*Supplied text*.
★ ★ ★ ★

# Make a Folding Out Feed Table for your Table Saw



## WoodJediNTraining (Jan 10, 2011)

*Make a Folding Out Feed Table for your Table Saw*

This Week I show you how to make a folding out feed table for your table saw. This design was based after an article and plan found in a 2009 issue of Woodworker's Journal Magazine. Originally the plan was designed for a Cabinet saw with a Biesemeyer Fence System, so I had to make some slight modifications for my Porter Cable Saw. In this 3 part video series I show you a step by step on building this project as well as talk about the modifications I had to make. The Article and plans can be found in the videos description box on Youtube. I hope you enjoy this Project.. Note: The videos are a full detail step by step instructional..
























































Part 3
For some odd reason Part 3 doesnt want to show here so here is the Youtube link to the video.. Make a folding outfeed table part 3


----------



## AJswoodshop (Mar 2, 2012)

WoodJediNTraining said:


> *Make a Folding Out Feed Table for your Table Saw*
> 
> This Week I show you how to make a folding out feed table for your table saw. This design was based after an article and plan found in a 2009 issue of Woodworker's Journal Magazine. Originally the plan was designed for a Cabinet saw with a Biesemeyer Fence System, so I had to make some slight modifications for my Porter Cable Saw. In this 3 part video series I show you a step by step on building this project as well as talk about the modifications I had to make. The Article and plans can be found in the videos description box on Youtube. I hope you enjoy this Project.. Note: The videos are a full detail step by step instructional..
> 
> ...


I was just thinking about building one last night, this one is very cool. Good job!


----------



## soylentgreen (Jan 18, 2013)

WoodJediNTraining said:


> *Make a Folding Out Feed Table for your Table Saw*
> 
> This Week I show you how to make a folding out feed table for your table saw. This design was based after an article and plan found in a 2009 issue of Woodworker's Journal Magazine. Originally the plan was designed for a Cabinet saw with a Biesemeyer Fence System, so I had to make some slight modifications for my Porter Cable Saw. In this 3 part video series I show you a step by step on building this project as well as talk about the modifications I had to make. The Article and plans can be found in the videos description box on Youtube. I hope you enjoy this Project.. Note: The videos are a full detail step by step instructional..
> 
> ...


Is it just me or are there 2 part 2s and no part 3


----------



## Dakkar (Feb 14, 2013)

WoodJediNTraining said:


> *Make a Folding Out Feed Table for your Table Saw*
> 
> This Week I show you how to make a folding out feed table for your table saw. This design was based after an article and plan found in a 2009 issue of Woodworker's Journal Magazine. Originally the plan was designed for a Cabinet saw with a Biesemeyer Fence System, so I had to make some slight modifications for my Porter Cable Saw. In this 3 part video series I show you a step by step on building this project as well as talk about the modifications I had to make. The Article and plans can be found in the videos description box on Youtube. I hope you enjoy this Project.. Note: The videos are a full detail step by step instructional..

★ ★ ★ ★

*Entries supplied*.
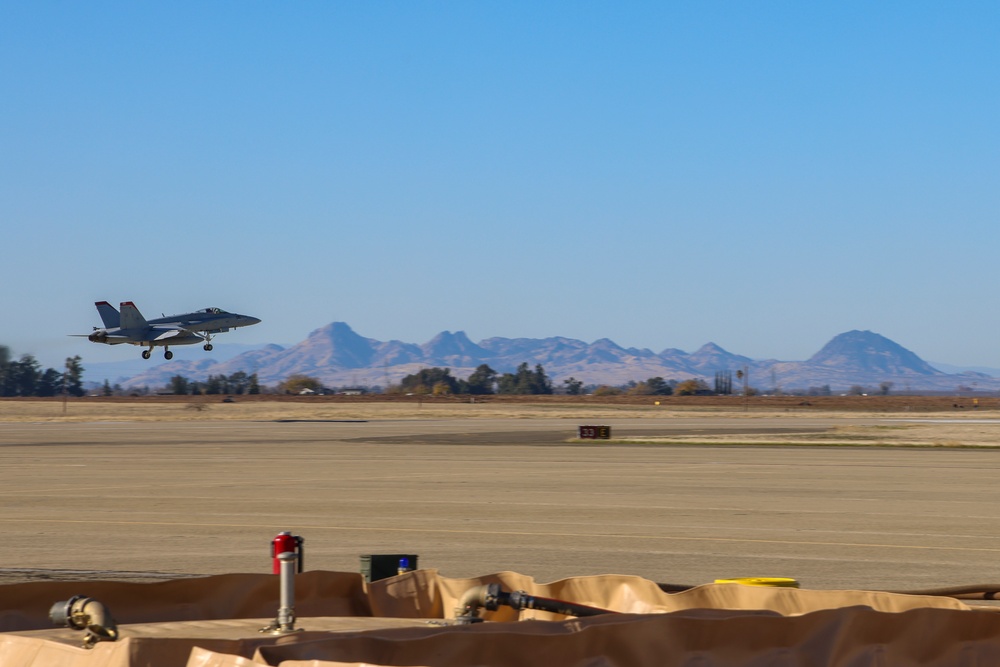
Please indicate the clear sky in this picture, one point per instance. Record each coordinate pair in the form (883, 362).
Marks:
(764, 175)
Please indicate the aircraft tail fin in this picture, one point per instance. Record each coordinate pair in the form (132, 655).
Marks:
(131, 318)
(108, 314)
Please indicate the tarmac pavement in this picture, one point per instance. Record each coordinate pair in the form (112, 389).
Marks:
(471, 497)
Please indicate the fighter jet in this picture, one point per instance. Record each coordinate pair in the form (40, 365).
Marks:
(129, 326)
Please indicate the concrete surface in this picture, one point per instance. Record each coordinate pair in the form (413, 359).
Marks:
(142, 500)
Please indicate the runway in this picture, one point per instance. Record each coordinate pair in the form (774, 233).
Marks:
(478, 496)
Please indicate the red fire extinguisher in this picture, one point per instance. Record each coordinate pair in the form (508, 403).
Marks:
(284, 542)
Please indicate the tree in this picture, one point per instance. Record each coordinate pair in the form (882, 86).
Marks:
(49, 383)
(574, 387)
(525, 381)
(482, 380)
(73, 377)
(691, 387)
(427, 379)
(179, 385)
(655, 386)
(296, 384)
(24, 376)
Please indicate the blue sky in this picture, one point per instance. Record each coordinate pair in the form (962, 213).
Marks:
(764, 175)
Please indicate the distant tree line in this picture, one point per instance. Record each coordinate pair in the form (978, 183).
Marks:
(25, 376)
(483, 381)
(237, 383)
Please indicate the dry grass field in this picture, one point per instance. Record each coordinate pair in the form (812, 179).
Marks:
(900, 494)
(933, 421)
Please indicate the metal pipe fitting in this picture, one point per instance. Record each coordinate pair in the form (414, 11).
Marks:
(83, 613)
(285, 621)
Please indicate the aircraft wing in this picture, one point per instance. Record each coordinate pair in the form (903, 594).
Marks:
(171, 333)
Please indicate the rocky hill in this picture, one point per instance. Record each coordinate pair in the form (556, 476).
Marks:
(338, 356)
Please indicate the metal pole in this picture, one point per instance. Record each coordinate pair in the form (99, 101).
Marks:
(286, 610)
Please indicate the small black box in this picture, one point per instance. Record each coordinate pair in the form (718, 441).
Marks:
(383, 566)
(595, 432)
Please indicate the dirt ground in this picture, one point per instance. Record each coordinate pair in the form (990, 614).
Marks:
(164, 487)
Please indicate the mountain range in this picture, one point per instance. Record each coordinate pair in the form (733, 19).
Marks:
(338, 356)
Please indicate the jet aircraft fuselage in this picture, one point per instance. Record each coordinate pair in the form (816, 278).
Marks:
(129, 326)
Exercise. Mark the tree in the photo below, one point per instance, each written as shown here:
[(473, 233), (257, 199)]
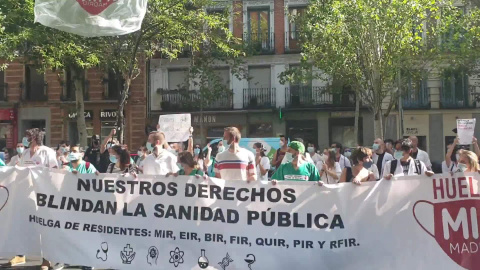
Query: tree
[(49, 49), (367, 44), (170, 28)]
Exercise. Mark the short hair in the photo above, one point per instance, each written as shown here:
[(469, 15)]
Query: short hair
[(359, 154), (36, 134), (234, 133), (472, 159)]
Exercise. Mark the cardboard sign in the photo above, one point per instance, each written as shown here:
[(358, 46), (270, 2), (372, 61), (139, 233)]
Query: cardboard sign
[(465, 130), (176, 127)]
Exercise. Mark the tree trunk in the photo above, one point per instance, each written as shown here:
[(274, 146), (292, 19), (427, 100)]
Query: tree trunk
[(357, 116), (79, 82), (378, 124), (121, 107)]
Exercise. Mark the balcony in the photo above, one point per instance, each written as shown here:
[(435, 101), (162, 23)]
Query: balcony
[(416, 99), (3, 91), (260, 43), (292, 42), (258, 98), (188, 101), (317, 97), (451, 98)]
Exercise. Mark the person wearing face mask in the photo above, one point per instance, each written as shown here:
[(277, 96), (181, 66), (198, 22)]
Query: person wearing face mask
[(262, 161), (280, 154), (329, 169), (76, 164), (380, 156), (406, 165), (235, 163), (298, 169), (188, 166), (15, 160), (160, 161), (450, 163), (341, 159), (311, 149), (120, 161), (142, 154), (467, 161), (358, 173)]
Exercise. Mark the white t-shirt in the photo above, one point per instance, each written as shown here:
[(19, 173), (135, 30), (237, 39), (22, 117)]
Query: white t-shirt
[(235, 166), (43, 157), (162, 164), (15, 160), (266, 165)]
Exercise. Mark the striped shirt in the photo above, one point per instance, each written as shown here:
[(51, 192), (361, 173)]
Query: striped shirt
[(235, 166)]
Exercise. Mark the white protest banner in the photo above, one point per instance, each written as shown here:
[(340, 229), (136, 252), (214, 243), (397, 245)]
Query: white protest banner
[(109, 221), (92, 18), (465, 130), (176, 127)]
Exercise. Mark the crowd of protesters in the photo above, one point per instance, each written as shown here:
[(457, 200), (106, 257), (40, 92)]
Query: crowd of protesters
[(227, 160)]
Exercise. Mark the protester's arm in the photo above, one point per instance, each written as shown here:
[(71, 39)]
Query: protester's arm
[(476, 149), (448, 156), (106, 140)]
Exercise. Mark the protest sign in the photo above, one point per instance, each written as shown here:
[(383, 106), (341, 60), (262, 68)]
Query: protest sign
[(176, 127), (109, 221), (465, 130), (92, 18)]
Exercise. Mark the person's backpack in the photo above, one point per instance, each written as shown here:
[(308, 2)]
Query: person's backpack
[(393, 166)]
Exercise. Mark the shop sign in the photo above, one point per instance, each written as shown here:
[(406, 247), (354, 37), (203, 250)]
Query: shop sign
[(204, 119), (108, 114), (88, 115)]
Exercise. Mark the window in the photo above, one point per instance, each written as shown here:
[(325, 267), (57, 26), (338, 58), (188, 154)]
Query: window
[(3, 86), (177, 79), (454, 89), (35, 86), (114, 86), (260, 130), (69, 85), (260, 77)]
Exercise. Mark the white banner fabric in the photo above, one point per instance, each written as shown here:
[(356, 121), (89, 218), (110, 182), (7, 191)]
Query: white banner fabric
[(109, 221), (92, 18)]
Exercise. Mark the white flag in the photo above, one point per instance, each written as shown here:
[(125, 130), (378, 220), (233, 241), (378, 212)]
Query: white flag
[(92, 18)]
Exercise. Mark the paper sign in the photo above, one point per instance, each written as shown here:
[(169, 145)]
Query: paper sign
[(176, 127), (465, 129)]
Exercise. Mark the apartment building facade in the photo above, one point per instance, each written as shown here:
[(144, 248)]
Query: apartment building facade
[(264, 107), (30, 99)]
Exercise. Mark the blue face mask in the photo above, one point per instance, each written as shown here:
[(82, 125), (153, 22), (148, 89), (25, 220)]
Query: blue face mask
[(25, 142), (149, 147)]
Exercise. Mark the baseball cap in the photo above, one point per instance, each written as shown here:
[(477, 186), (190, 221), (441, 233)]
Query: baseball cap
[(296, 145)]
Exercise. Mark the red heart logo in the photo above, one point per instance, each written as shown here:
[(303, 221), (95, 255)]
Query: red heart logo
[(95, 7), (4, 194)]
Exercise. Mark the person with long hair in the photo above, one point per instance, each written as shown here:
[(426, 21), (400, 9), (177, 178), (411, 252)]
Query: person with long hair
[(330, 169), (358, 173), (120, 161), (262, 161), (188, 166), (468, 161)]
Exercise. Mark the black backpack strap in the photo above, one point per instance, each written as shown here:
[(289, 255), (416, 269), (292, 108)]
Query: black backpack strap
[(393, 166), (418, 166)]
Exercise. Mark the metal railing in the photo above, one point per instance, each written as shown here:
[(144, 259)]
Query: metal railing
[(292, 41), (260, 43), (307, 96), (192, 100), (258, 98), (416, 99)]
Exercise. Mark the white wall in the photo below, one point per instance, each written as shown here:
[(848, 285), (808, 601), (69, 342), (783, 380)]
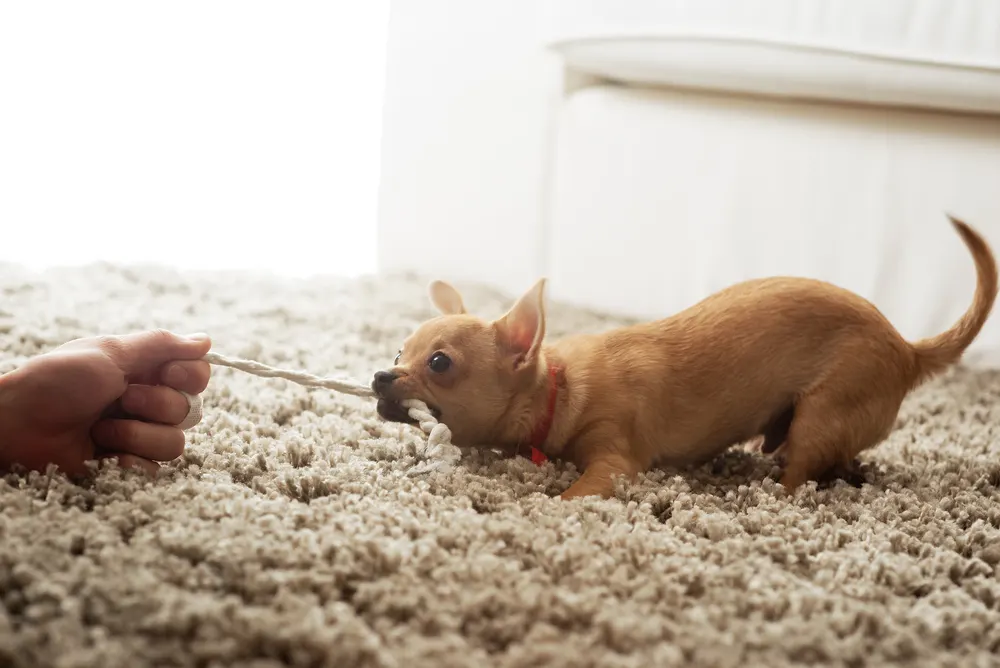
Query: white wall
[(468, 96), (199, 134)]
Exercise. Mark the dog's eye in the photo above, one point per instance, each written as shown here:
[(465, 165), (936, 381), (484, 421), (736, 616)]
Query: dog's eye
[(439, 362)]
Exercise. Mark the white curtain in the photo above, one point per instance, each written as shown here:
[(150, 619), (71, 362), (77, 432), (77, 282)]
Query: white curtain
[(193, 133)]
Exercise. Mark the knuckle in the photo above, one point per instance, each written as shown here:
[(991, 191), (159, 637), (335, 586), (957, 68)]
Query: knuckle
[(110, 345), (174, 446)]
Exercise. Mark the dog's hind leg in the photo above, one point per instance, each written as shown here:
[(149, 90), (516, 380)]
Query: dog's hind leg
[(832, 426)]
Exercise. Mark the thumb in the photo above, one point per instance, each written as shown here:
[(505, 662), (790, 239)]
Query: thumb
[(141, 351)]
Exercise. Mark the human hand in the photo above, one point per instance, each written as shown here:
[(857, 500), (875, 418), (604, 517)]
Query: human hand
[(98, 397)]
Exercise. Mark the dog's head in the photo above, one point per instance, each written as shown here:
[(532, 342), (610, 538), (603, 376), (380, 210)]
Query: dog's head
[(468, 370)]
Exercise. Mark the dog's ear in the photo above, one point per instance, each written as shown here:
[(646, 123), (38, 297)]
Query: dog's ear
[(521, 330), (446, 298)]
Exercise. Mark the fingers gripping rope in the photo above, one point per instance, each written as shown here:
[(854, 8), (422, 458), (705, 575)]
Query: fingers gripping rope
[(439, 453)]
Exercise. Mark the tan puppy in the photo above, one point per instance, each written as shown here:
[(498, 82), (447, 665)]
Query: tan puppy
[(800, 361)]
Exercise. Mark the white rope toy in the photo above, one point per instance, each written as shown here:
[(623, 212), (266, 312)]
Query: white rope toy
[(439, 454)]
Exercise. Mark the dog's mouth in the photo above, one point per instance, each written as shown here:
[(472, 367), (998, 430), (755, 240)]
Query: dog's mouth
[(394, 411)]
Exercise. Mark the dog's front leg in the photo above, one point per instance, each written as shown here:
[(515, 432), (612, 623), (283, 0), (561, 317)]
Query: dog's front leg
[(601, 463)]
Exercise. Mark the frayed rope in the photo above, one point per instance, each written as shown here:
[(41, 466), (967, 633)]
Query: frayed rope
[(438, 454)]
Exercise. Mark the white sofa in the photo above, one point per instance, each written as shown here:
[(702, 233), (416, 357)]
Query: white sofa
[(691, 144), (702, 142)]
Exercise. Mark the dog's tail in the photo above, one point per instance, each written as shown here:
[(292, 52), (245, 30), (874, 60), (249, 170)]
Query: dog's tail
[(937, 353)]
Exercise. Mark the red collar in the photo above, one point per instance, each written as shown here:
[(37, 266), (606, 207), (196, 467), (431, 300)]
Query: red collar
[(541, 431)]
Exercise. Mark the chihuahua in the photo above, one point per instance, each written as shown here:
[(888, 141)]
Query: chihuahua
[(812, 368)]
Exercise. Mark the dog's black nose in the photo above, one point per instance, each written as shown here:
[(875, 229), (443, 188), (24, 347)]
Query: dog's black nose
[(382, 381)]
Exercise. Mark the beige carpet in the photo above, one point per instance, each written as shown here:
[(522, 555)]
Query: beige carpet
[(290, 534)]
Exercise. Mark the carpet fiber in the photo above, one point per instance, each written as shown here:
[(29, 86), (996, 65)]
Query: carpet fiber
[(291, 534)]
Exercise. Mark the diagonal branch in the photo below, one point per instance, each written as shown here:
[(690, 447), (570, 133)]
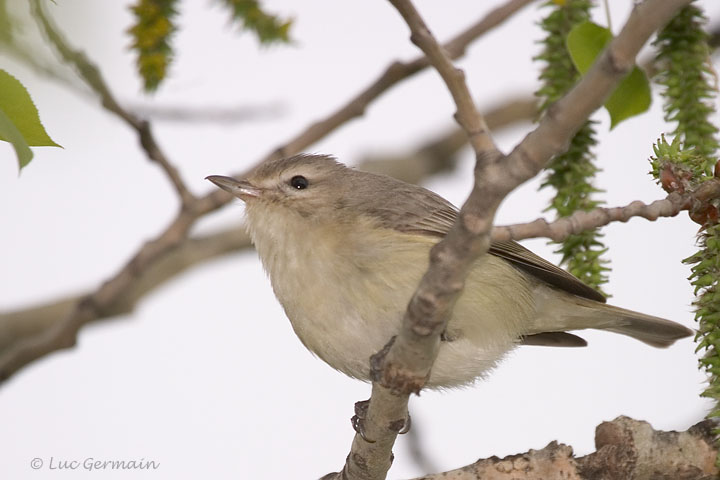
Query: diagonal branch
[(404, 364), (581, 221), (63, 333), (93, 78), (429, 158)]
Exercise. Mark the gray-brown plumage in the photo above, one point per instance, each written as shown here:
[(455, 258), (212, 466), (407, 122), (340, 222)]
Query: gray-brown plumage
[(345, 249)]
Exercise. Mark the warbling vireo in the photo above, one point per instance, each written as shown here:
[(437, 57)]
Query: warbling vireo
[(345, 250)]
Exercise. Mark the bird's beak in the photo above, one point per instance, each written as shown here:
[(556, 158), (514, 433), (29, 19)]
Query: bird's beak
[(240, 188)]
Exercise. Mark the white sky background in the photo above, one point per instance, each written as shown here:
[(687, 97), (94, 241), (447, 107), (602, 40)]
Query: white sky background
[(207, 377)]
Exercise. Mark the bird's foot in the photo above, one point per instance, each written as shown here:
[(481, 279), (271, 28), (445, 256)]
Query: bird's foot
[(358, 420), (400, 426)]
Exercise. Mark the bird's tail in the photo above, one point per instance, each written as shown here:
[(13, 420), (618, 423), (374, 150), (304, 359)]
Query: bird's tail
[(654, 331), (575, 313)]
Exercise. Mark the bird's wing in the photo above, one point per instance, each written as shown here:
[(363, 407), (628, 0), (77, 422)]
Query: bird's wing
[(433, 215)]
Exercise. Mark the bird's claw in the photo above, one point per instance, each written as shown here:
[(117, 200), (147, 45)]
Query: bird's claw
[(358, 420)]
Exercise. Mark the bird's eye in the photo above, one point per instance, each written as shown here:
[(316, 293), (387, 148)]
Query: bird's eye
[(299, 182)]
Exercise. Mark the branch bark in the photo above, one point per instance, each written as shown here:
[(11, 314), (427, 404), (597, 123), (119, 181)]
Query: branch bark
[(626, 448), (403, 366), (93, 78), (62, 334), (16, 326)]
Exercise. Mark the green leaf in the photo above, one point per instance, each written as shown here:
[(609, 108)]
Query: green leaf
[(9, 131), (585, 42), (632, 96), (19, 109)]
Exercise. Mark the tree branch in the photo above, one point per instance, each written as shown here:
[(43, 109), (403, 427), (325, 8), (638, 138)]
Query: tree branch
[(580, 221), (404, 364), (19, 325), (63, 334), (93, 78), (16, 326), (626, 448)]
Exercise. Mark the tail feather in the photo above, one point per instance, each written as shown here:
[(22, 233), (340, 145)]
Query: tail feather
[(654, 331), (564, 313)]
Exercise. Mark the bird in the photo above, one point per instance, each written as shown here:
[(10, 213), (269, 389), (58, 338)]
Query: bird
[(345, 249)]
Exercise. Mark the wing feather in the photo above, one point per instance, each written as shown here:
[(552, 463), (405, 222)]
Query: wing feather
[(433, 215)]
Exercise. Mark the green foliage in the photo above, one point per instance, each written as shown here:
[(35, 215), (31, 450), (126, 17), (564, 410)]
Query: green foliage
[(155, 25), (151, 36), (269, 28), (691, 158), (686, 74), (6, 26), (19, 120), (632, 96), (571, 173)]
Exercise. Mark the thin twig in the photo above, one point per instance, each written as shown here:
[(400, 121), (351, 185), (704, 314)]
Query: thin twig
[(404, 365), (414, 166), (63, 333), (93, 78)]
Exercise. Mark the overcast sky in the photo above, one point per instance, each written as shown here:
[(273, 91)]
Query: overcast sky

★ ★ ★ ★

*What you need to do*. Carry on the forum thread about building a folding outfeed table for a table saw, starting right after its last line. The material is not needed for anything here.

*Final result*.
> 
> ...


That's a great idea for show tight on space-which probably applies to most of us.


----------



## WoodJediNTraining (Jan 10, 2011)

WoodJediNTraining said:


> *Make a Folding Out Feed Table for your Table Saw*
> 
> This Week I show you how to make a folding out feed table for your table saw. This design was based after an article and plan found in a 2009 issue of Woodworker's Journal Magazine. Originally the plan was designed for a Cabinet saw with a Biesemeyer Fence System, so I had to make some slight modifications for my Porter Cable Saw. In this 3 part video series I show you a step by step on building this project as well as talk about the modifications I had to make. The Article and plans can be found in the videos description box on Youtube. I hope you enjoy this Project.. Note: The videos are a full detail step by step instructional..
> 
> ...


Soylentgreen, you were right, I had 2 part 2's posted instead of Part 3, I just fixed it…Thank you for pointing that out !


----------



## soylentgreen (Jan 18, 2013)

WoodJediNTraining said:


> *Make a Folding Out Feed Table for your Table Saw*
> 
> This Week I show you how to make a folding out feed table for your table saw. This design was based after an article and plan found in a 2009 issue of Woodworker's Journal Magazine. Originally the plan was designed for a Cabinet saw with a Biesemeyer Fence System, so I had to make some slight modifications for my Porter Cable Saw. In this 3 part video series I show you a step by step on building this project as well as talk about the modifications I had to make. The Article and plans can be found in the videos description box on Youtube. I hope you enjoy this Project.. Note: The videos are a full detail step by step instructional..
> 
> ...


thx thought i was nuts


----------



## RVroman (Nov 9, 2012)

WoodJediNTraining said:


> *Make a Folding Out Feed Table for your Table Saw*
> 
> This Week I show you how to make a folding out feed table for your table saw. This design was based after an article and plan found in a 2009 issue of Woodworker's Journal Magazine. Originally the plan was designed for a Cabinet saw with a Biesemeyer Fence System, so I had to make some slight modifications for my Porter Cable Saw. In this 3 part video series I show you a step by step on building this project as well as talk about the modifications I had to make. The Article and plans can be found in the videos description box on Youtube. I hope you enjoy this Project.. Note: The videos are a full detail step by step instructional..
> 
> ...


This is great as it is on my list of "things to do". My current outfeed table does not fold, and that is rough in a small shop. Thanks for posting it!


----------



## BrandonW (Apr 27, 2010)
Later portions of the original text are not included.